DOCUMENT SEGMENT
——

2.2 Psychological and psychoanalytic elements
The emphasis in Amadeus lies on the "interior characterization, and on the motives, circumstances, and internal action" (Thrall and Hibbard, 386) of the characters. The drama starts with the confession of a murder and then "goes on to explain the why and the wherefore of this action" (Thrall and Hibbard, 386). This focus on the interior activity of the characters is typical of psychological plays and films. In Amadeus, the psychological elements are presented in a psychoanalytic manner regarding the portrayal of Salieri and the development of his mental condition.
Although the title suggests Mozart to be the protagonist, it is really Salieri and not Mozart who occupies the centre of the stage and whose mind we are invited to enter. The dramatic situation is that of a deathbed confession. At the same time, it resembles a psychoanalytic session in which the narrator is the patient and the audience takes over the role of the analyst. Shaffer has already applied the same device in his other plays (such as The Royal Hunt of the Sun or Equus), as it enables him to control the dramatic pace and allows for flashbacks and interior monologues. Moreover, "his narrators control the prism through which the work is viewed" (Stern, 638); this allows him to manipulate the spectators' reception of the events on stage.

——

RAW DATA
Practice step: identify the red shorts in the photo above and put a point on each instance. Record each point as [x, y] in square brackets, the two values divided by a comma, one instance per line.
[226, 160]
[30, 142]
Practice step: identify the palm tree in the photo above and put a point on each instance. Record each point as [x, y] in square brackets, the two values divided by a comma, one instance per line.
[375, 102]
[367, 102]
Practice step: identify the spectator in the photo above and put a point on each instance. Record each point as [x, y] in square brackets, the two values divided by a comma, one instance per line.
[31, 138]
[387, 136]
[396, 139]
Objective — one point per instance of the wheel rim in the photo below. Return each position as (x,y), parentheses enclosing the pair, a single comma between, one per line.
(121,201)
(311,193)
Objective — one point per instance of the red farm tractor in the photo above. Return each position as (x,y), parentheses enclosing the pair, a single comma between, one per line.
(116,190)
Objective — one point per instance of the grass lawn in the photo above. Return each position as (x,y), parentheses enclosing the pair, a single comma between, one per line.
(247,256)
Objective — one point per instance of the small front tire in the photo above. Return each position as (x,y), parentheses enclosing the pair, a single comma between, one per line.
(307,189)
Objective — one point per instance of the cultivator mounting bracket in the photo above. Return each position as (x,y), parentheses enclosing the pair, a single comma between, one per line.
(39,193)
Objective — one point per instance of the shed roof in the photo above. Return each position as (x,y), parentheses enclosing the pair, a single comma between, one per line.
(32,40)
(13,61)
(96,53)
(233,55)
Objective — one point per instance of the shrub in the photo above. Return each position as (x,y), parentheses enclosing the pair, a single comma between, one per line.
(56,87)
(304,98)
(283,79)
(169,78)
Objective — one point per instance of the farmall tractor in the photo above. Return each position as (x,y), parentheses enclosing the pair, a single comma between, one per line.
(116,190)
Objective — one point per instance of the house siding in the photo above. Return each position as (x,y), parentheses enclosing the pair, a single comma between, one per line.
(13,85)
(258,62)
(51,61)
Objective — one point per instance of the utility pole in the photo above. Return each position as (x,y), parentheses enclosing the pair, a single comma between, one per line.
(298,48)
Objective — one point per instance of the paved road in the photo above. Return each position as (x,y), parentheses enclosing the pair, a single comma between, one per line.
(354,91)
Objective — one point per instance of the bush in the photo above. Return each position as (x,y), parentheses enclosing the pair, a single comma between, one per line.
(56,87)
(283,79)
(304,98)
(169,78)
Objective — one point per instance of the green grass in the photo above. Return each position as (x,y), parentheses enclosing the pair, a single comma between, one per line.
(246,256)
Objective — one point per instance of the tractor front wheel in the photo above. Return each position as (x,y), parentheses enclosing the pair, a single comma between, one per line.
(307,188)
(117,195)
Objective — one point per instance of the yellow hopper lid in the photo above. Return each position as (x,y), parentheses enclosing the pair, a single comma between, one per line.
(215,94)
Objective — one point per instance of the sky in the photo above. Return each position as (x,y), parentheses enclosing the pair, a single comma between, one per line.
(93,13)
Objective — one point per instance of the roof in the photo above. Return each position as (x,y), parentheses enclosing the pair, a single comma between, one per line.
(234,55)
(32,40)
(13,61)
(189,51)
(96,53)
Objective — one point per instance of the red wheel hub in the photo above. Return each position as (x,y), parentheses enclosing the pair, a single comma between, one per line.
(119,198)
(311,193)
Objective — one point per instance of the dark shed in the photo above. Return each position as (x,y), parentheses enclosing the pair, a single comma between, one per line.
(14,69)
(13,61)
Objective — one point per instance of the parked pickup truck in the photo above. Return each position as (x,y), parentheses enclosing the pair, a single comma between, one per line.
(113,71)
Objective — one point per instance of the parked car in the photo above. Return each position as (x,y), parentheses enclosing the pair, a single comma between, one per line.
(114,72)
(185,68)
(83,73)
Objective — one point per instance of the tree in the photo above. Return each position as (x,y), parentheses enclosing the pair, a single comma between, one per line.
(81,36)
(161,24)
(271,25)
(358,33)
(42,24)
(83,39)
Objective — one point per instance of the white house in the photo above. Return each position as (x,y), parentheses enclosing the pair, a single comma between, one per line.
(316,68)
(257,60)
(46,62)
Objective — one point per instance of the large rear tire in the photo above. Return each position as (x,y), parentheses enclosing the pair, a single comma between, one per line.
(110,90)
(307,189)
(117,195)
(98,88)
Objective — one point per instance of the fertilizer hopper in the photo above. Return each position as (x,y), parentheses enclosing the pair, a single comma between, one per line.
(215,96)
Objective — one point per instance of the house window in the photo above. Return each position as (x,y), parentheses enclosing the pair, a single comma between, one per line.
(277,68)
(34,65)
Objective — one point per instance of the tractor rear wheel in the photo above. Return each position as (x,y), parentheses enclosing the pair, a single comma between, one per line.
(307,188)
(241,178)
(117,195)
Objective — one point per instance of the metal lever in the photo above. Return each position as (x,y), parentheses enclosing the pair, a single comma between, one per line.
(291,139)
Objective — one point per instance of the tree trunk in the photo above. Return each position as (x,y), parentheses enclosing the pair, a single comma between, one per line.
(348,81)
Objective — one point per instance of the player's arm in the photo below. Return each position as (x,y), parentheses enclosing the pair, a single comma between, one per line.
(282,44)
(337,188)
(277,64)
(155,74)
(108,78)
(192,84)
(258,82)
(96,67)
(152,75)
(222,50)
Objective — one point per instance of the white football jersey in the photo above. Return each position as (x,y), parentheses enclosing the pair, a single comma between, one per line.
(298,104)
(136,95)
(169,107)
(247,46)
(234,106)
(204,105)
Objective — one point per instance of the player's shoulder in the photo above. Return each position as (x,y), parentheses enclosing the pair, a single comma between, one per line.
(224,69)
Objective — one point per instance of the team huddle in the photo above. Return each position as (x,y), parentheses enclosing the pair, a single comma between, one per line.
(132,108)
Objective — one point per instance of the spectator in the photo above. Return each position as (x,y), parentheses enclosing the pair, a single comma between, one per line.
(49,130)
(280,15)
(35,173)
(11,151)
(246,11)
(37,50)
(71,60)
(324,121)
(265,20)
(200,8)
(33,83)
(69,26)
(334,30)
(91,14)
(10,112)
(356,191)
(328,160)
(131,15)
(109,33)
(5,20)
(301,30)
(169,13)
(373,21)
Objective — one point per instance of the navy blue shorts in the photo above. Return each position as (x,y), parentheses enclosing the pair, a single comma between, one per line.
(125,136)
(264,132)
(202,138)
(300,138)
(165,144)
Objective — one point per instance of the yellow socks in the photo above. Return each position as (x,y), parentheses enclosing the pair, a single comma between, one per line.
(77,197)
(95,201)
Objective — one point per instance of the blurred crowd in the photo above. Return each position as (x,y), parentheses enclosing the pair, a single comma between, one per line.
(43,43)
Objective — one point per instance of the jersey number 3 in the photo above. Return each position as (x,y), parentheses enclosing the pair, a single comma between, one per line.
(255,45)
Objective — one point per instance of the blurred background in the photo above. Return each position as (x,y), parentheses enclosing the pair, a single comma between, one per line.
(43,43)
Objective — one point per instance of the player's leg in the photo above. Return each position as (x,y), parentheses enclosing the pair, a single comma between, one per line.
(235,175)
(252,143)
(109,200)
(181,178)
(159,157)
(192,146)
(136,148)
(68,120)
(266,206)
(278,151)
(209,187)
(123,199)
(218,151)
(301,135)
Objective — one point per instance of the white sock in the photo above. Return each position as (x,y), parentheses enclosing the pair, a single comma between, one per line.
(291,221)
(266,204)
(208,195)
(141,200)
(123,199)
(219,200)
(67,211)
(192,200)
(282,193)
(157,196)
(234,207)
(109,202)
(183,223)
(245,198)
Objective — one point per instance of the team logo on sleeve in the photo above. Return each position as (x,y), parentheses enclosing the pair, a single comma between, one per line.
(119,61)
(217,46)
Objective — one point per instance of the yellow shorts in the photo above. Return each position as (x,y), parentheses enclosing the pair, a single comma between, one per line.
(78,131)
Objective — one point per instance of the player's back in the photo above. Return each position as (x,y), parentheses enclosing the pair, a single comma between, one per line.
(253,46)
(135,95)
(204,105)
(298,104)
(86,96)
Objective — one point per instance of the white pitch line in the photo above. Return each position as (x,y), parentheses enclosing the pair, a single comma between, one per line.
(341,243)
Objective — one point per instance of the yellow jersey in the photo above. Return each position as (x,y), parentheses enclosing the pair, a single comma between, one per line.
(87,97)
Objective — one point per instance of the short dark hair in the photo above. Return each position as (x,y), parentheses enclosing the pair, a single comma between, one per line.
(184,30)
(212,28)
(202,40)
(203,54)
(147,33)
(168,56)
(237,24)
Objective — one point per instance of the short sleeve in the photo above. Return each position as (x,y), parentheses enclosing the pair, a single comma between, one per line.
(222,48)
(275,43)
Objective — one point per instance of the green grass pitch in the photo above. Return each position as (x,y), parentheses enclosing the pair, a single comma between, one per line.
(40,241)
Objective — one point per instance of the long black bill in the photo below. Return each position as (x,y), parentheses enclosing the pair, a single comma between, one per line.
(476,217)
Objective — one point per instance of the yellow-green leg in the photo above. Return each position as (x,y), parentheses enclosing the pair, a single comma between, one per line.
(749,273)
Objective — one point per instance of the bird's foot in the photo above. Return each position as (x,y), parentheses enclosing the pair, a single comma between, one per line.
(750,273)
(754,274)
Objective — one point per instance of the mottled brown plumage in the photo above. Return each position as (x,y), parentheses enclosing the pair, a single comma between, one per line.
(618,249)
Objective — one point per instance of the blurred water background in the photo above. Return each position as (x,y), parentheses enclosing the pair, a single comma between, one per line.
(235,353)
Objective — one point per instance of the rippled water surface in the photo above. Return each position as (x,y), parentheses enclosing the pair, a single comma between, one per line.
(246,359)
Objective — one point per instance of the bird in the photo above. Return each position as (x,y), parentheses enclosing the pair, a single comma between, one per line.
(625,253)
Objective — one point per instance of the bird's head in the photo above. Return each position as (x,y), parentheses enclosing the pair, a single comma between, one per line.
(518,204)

——

EXERCISE GOAL
Continue the section on psychological and psychoanalytic elements in Amadeus, starting after its last sentence.

EXERCISE ANSWER
In the play, Salieri is the narrator who, at the same time, recounts his own story. He is at no time objective and we see the action on stage only through his eyes, often clouded with envy, hate, and pain. He starts with an invocation to the audience in which he begs the spectators to come and be his confessors (Play, 14). Then he begins to tell his tale in a manner resembling a patient's monologue to his analyst. At times he gets excited, and is then again distracted by such trivialities as cakes or his servants. The audience is subjected to something that appears to be a free flow of Salieri's consciousness, but his narration is only seemingly incoherent. In reality, he is leading his listeners deep into his mind, so that they can experience his tragedy almost directly.
Amadeus shows "two men of widely differing temperaments linked by a common spiritual bond" (Smith, 352). Throughout the plot, Salieri is shown to develop a love-hate relationship with his rival. Although he pretends only to despise the childish and obscene Mozart, there is a part of him that admires him for his independence. One example of this is Mozart's libertine behaviour: Salieri is enraged when Mozart seduces his prize pupil Katherina Cavalieri, but only because he regrets not having done it himself when he was given the opportunity. He feels cheated and the incident merely nourishes his hate.
One way of interpreting this relationship is to regard Mozart as the alter ego of Salieri, the personification of all the instincts and secret wishes that he had stifled in himself all his life, in short -- his id. This conflict between the id and the superego is carried out on several levels. For example, it is expressed in the clash between Salieri and Mozart:
Salieri is shown as being strongly dominated by his superego, which manifests itself in his permanent and obsessive attempts to be in control of himself as well as of the situation around him. [...] In contrast, Mozart is presented as being dominated much more by his id. (Huber and Zapf, 305)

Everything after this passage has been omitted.